Fundamentals
Ontogenic
Our lab has made fundamental breakthroughs in the understanding of tissue-resident macrophage biology, dendritic cell origin, and the differential impact of ontogeny on immune responses in disease contexts. We use advanced mouse reporter lines, bone marrow transplant experiments, and novel barcoding technologies to map the impact of myeloid cell origin/ontogeny on homeostatic function as well as inflammatory behavior. We are especially interested in how tissue niches are repopulated by myeloid cells with age and post-injury, with a keen focus on tissue-resident macrophage function and epigenomic fidelity. We are also studying how these myeloid cells interact with surrounding cells (fibroblasts, neurons, barrier epithelia etc.) using spatial transcriptomics and high-content imaging.

*SET OF TASKS*:
a) In the lab research description, which two methods does the lab use to study how myeloid cells interact with surrounding cells?
b) Reproduce verbatim everything in the lab research description from "Fundamentals" down to "and high-content imaging.".

*EXTRACTED ENTRIES*:
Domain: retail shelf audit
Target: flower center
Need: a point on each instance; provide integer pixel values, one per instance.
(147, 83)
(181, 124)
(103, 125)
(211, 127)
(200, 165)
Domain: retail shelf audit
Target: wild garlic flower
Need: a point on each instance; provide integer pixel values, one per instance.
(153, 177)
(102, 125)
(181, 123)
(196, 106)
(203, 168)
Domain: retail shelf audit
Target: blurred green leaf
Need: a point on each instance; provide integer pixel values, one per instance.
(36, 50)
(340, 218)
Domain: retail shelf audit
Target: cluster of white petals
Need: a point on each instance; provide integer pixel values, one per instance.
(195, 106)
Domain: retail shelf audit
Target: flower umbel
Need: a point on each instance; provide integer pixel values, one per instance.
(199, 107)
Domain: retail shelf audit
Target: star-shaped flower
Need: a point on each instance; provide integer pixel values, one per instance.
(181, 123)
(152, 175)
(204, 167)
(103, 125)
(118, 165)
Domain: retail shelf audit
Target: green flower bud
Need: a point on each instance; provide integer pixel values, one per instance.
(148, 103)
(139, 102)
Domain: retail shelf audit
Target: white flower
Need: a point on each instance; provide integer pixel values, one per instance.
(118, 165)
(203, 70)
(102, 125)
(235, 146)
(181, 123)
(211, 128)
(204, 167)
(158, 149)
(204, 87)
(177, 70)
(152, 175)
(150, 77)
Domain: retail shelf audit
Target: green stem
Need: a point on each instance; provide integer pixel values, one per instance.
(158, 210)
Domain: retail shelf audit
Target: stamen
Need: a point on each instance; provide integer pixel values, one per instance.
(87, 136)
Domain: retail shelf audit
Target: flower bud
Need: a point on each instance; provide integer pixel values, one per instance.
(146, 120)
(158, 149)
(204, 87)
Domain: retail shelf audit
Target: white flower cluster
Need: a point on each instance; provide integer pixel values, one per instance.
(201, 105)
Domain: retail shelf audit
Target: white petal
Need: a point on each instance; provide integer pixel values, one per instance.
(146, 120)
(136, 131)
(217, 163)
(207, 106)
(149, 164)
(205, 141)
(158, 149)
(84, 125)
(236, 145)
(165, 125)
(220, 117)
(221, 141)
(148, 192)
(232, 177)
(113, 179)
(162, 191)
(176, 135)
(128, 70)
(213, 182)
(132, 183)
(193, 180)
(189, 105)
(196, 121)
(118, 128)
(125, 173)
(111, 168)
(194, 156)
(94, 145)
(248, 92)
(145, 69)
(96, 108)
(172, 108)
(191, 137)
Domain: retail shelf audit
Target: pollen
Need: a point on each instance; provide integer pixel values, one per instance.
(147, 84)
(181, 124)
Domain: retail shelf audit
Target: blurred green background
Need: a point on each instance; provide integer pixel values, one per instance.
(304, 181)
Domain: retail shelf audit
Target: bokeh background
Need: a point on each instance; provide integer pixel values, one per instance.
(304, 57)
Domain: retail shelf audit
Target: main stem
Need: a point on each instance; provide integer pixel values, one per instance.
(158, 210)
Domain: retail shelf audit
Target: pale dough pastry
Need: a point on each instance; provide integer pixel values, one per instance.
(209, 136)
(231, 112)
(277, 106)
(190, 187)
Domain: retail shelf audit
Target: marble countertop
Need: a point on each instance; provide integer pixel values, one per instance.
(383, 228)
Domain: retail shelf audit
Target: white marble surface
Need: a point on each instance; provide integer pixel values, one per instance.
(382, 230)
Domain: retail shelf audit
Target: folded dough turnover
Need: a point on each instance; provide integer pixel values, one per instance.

*COMPLETED EXERCISE*:
a) Spatial transcriptomics and high-content imaging.

b)
Fundamentals
Ontogenic
Our lab has made fundamental breakthroughs in the understanding of tissue-resident macrophage biology, dendritic cell origin, and the differential impact of ontogeny on immune responses in disease contexts. We use advanced mouse reporter lines, bone marrow transplant experiments, and novel barcoding technologies to map the impact of myeloid cell origin/ontogeny on homeostatic function as well as inflammatory behavior. We are especially interested in how tissue niches are repopulated by myeloid cells with age and post-injury, with a keen focus on tissue-resident macrophage function and epigenomic fidelity. We are also studying how these myeloid cells interact with surrounding cells (fibroblasts, neurons, barrier epithelia etc.) using spatial transcriptomics and high-content imaging.